- _Your assignment_
Count the lines below that contain the word "brush" and give only the number.

- _Data supplied_
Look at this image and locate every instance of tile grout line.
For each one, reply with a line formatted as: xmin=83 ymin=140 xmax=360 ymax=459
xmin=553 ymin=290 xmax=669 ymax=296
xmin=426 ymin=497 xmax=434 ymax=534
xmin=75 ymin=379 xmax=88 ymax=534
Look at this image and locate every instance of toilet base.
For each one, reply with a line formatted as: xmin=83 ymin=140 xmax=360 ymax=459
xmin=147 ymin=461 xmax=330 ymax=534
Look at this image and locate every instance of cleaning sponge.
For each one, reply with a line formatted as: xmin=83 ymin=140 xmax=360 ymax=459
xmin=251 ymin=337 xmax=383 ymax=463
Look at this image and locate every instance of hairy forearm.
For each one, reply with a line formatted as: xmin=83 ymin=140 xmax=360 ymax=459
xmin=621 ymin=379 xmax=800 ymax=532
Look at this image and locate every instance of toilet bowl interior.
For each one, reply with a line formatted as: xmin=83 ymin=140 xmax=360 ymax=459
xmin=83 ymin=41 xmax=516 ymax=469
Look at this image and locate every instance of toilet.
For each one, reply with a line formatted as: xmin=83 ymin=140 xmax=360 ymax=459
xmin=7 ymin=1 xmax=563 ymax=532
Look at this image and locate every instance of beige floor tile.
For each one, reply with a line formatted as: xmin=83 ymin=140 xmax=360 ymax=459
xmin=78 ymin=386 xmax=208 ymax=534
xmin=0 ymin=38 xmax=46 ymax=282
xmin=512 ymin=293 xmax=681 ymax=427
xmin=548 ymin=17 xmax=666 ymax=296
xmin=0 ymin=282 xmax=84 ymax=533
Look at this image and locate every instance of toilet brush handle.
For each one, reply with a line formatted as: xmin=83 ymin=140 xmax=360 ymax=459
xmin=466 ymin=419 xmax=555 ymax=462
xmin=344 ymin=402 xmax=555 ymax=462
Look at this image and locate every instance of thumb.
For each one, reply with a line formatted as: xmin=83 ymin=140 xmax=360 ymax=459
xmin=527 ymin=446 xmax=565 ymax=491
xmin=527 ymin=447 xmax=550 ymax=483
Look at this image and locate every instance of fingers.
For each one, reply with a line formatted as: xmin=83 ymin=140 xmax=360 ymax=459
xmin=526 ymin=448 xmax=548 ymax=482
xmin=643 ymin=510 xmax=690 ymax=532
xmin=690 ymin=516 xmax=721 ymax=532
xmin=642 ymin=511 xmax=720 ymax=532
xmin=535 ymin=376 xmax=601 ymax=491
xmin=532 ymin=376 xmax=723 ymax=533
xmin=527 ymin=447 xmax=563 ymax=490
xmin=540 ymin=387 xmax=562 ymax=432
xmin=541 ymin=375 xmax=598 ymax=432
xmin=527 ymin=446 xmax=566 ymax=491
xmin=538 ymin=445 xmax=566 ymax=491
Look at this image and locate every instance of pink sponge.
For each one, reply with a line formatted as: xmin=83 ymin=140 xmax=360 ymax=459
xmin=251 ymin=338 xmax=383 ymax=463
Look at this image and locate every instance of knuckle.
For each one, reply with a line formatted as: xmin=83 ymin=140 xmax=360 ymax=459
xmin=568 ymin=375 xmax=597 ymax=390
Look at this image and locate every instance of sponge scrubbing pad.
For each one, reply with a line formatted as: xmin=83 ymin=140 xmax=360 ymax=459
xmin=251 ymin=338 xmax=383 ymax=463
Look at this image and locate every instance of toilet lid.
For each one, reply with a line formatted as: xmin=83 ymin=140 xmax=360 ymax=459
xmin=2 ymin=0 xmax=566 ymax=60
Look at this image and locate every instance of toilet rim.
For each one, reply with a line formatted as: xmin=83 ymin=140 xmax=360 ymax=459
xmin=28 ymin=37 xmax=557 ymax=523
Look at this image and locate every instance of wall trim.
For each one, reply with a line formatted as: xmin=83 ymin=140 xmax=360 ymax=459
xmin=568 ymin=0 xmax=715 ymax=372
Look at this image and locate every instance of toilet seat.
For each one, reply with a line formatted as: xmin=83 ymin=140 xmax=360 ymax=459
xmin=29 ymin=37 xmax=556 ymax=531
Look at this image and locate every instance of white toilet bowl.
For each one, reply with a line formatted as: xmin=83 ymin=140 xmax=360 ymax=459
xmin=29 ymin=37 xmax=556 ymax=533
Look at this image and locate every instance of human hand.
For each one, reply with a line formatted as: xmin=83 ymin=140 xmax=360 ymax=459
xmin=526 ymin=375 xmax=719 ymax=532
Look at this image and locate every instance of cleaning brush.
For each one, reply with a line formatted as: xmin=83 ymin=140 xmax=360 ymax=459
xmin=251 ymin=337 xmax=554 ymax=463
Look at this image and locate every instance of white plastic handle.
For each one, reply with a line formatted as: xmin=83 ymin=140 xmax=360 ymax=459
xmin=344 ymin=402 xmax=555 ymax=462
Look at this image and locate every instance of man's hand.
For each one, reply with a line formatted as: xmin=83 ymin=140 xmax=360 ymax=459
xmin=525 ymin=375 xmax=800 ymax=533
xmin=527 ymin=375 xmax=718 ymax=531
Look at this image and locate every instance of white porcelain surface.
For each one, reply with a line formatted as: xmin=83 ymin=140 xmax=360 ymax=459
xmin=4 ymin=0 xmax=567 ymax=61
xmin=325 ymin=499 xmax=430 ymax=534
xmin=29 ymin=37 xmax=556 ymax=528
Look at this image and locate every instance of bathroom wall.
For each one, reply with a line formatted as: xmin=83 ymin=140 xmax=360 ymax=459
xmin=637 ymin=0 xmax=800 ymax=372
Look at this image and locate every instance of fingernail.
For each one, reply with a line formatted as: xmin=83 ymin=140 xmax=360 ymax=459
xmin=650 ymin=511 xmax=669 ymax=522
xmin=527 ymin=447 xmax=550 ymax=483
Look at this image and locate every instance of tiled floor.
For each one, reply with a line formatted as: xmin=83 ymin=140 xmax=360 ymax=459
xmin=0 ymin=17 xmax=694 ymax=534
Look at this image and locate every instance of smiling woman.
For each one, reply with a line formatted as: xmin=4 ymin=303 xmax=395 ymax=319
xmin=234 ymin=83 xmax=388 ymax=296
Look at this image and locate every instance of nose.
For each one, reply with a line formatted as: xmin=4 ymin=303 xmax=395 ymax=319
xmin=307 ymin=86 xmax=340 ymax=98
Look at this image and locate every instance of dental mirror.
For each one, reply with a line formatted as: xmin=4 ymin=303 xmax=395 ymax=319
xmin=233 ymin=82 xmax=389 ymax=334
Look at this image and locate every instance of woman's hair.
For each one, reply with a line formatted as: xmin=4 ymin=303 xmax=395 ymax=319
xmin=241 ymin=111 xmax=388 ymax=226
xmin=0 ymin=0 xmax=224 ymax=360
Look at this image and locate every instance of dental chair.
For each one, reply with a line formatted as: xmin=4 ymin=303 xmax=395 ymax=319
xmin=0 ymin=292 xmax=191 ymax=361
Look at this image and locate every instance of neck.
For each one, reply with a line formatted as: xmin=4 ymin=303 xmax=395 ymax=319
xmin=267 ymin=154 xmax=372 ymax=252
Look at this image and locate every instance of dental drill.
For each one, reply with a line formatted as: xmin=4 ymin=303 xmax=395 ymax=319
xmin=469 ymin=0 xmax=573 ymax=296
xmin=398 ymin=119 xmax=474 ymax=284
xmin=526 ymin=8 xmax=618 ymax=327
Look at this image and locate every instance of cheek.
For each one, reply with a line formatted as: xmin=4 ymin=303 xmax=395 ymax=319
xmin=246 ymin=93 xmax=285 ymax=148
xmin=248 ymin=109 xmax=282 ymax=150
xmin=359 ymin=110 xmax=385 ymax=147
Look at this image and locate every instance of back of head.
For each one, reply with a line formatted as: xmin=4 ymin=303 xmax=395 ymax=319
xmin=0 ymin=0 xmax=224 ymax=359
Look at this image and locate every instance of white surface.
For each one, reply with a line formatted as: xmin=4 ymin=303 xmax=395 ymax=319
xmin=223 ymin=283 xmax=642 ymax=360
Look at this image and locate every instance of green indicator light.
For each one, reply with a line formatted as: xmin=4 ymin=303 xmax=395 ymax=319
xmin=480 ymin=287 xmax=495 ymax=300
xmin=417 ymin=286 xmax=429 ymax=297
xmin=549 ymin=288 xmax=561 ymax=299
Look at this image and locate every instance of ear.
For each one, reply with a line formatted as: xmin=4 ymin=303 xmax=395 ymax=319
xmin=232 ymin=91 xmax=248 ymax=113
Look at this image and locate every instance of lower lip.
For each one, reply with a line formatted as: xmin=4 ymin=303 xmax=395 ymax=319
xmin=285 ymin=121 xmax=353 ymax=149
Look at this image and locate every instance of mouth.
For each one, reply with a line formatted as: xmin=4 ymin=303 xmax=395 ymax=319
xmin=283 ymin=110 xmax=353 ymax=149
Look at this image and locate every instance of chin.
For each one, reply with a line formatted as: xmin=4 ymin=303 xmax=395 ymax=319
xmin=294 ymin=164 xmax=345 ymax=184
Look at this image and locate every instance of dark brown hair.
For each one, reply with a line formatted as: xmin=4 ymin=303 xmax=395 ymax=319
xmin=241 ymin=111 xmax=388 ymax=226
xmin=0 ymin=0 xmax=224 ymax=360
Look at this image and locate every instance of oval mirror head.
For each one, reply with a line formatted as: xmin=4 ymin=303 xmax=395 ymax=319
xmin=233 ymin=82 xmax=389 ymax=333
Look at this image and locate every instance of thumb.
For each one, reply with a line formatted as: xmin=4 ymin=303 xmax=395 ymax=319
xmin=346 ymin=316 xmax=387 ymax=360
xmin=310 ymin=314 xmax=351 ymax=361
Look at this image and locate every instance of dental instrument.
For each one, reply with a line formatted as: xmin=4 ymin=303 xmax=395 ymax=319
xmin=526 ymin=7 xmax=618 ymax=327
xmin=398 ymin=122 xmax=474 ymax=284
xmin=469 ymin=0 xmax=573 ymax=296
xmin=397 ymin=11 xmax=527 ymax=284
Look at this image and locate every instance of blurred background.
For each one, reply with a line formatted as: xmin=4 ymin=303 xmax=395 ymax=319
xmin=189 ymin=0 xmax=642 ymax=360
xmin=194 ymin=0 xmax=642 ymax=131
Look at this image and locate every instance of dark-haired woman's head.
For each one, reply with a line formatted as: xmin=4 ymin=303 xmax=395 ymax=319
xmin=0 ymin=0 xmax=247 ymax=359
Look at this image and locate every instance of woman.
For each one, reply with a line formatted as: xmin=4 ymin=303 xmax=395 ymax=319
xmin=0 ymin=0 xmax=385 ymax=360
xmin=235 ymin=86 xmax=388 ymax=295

- _Problem solution_
2